[Begin PASSAGE SHOWN]
Re: [build system] jenkins got itself wedged...

shane knapp Sun, 21 May 2017 12:01:43 -0700

yeah.  i noticed that and restarted it a few minutes ago.  i'll have
some time later this afternoon to take a closer look...   :\


On Sun, May 21, 2017 at 9:08 AM, Kazuaki Ishizaki <ishiz...@jp.ibm.com> wrote:
> It looked well these days. However, it seems to go down slowly again...
>
> When I tried to see console log (e.g.
> https://amplab.cs.berkeley.edu/jenkins/job/SparkPullRequestBuilder/77149/consoleFull),
> a server returns "proxy error."
>
> Regards,
> Kazuaki Ishizaki
>
>
>
> From:        shane knapp <skn...@berkeley.edu>
> To:        Sean Owen <so...@cloudera.com>
> Cc:        dev <dev@spark.apache.org>
> Date:        2017/05/20 09:43
> Subject:        Re: [build system] jenkins got itself wedged...
[End PASSAGE SHOWN]
▸ STATED EXERCISE 1: In the jenkins thread, list every field label in the quoted header block that begins with "From:".
▸ STATED EXERCISE 2: Carry on the jenkins thread past its last line.
[Begin MATERIAL]
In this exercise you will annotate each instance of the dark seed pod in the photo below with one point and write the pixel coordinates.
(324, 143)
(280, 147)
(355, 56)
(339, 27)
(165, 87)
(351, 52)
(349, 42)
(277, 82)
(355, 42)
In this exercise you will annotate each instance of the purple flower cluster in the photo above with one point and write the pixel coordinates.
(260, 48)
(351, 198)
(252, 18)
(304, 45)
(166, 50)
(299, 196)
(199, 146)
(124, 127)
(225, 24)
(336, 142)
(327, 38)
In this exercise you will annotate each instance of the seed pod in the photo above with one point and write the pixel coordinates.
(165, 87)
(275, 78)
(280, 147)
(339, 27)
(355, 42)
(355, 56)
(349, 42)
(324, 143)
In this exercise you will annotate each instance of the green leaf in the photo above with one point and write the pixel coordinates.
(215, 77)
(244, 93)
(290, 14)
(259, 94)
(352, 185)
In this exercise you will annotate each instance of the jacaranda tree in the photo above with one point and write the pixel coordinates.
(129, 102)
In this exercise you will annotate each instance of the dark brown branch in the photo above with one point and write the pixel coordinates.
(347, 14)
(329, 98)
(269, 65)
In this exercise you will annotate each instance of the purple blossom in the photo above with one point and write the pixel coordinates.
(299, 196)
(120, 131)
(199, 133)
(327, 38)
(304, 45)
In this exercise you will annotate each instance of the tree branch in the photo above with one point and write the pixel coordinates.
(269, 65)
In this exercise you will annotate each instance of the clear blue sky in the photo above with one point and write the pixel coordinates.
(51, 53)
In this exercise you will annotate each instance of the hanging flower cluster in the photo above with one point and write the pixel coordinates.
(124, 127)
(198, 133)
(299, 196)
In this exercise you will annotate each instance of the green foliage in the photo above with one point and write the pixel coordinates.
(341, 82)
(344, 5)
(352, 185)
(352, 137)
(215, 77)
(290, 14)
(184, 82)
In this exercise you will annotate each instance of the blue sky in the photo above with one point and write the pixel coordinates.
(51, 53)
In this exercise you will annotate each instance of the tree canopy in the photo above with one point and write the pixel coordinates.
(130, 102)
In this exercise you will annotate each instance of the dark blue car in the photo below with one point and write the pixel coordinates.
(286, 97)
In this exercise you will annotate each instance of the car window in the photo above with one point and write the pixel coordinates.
[End MATERIAL]
▸ ANSWER 1: From, To, Cc, Date, Subject

▸ ANSWER 2:
> ________________________________
>
>
>
> last update of the week:
>
> things are looking great...  we're GCing happily and staying well
> within our memory limits.
>
> i'm going to do one more restart after the two pull request builds
> finish to re-enable backups, and call it a weekend.  :)
>
> shane
>
> On Fri, May 19, 2017 at 8:29 AM, shane knapp <skn...@berkeley.edu> wrote:
>> this is hopefully my final email on the subject...   :)
>>
>> things have seemed to settled down after my GC tuning, and system
>> load/cpu usage/memory has been nice and flat all night.  i'll continue
>> to keep an eye on things but it looks like we've weathered the worst
>> part of the storm.
>>
>> On Thu, May 18, 2017 at 6:40 PM, shane knapp <skn...@berkeley.edu> wrote:
>>> after needing another restart this afternoon, i did some homework and
>>> aggressively twiddled some GC settings[1].  since then, things have
>>> definitely smoothed out w/regards to memory and cpu usage spikes.
>>>
>>> i've attached a screenshot of slightly happier looking graphs.
>>>
>>> still keeping an eye on things, and hoping that i can go back to being
>>> a lurker...  ;)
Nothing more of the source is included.